**Task to complete**
Find every line of the records that has "statue" and return it.

**Listed entries**
⁂

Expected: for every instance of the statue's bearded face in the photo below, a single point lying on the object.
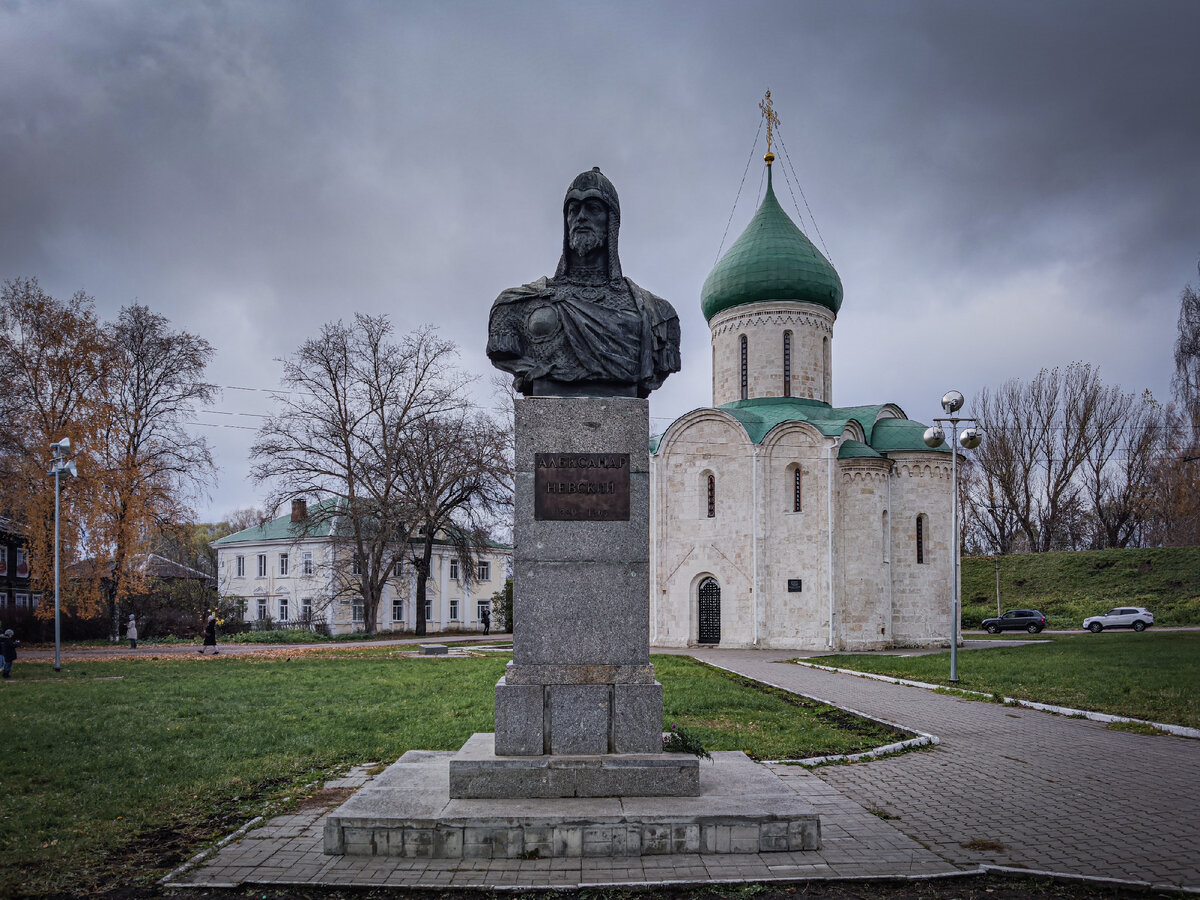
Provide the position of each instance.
(587, 225)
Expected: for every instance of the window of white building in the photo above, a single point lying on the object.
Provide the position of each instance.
(745, 367)
(787, 364)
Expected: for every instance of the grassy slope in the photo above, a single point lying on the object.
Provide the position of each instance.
(1069, 587)
(1149, 676)
(115, 771)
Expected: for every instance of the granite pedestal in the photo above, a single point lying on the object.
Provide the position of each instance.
(407, 811)
(581, 682)
(575, 766)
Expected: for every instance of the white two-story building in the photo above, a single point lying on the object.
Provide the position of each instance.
(287, 570)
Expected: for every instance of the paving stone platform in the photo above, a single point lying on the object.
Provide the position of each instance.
(407, 811)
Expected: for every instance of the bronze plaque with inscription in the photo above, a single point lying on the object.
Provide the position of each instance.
(581, 487)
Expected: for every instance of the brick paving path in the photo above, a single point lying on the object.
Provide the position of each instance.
(1060, 795)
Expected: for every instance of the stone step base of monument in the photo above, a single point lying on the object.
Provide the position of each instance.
(477, 772)
(407, 811)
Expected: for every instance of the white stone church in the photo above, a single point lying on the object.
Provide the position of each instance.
(778, 519)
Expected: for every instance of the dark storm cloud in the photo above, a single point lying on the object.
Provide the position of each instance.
(1001, 186)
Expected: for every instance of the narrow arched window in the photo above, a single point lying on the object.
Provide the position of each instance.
(787, 367)
(827, 373)
(745, 367)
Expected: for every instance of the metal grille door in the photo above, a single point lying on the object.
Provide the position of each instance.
(709, 611)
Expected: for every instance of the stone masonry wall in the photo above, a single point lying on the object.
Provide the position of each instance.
(921, 615)
(763, 325)
(689, 545)
(793, 544)
(863, 599)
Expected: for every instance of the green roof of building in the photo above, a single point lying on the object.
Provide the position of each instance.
(891, 435)
(772, 261)
(857, 450)
(883, 436)
(282, 528)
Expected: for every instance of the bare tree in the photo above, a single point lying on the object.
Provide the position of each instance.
(1187, 365)
(459, 478)
(153, 465)
(1039, 433)
(352, 396)
(1117, 473)
(53, 367)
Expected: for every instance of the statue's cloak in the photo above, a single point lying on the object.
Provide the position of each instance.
(616, 333)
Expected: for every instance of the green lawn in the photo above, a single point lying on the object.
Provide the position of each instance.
(1069, 587)
(115, 772)
(1152, 676)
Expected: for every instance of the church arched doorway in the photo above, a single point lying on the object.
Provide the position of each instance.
(709, 611)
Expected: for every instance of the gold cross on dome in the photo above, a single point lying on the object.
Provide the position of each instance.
(768, 113)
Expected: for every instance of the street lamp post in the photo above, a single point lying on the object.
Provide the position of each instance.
(970, 438)
(59, 466)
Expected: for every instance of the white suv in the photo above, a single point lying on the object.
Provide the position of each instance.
(1139, 618)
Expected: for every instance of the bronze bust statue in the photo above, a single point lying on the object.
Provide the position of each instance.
(588, 331)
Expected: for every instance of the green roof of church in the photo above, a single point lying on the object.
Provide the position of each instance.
(883, 436)
(771, 261)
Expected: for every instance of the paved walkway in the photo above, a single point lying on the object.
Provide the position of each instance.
(1008, 787)
(1059, 793)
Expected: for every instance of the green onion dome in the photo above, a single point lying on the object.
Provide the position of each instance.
(771, 261)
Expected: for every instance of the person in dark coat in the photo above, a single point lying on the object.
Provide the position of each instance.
(210, 635)
(9, 646)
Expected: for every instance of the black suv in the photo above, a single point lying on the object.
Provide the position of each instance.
(1029, 619)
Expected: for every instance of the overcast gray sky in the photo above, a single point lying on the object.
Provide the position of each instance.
(1002, 186)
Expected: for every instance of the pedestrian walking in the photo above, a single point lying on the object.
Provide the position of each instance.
(210, 636)
(9, 646)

⁂

**Exercise answer**
Expected: for every instance of the statue's bearded face in the photo below, a single point lying on the object.
Expected: for every instance of the statue's cloak in the photo above, a single point lying on the object.
Expected: for every instance of the bronze bust statue in the photo above, a single point lying on the object.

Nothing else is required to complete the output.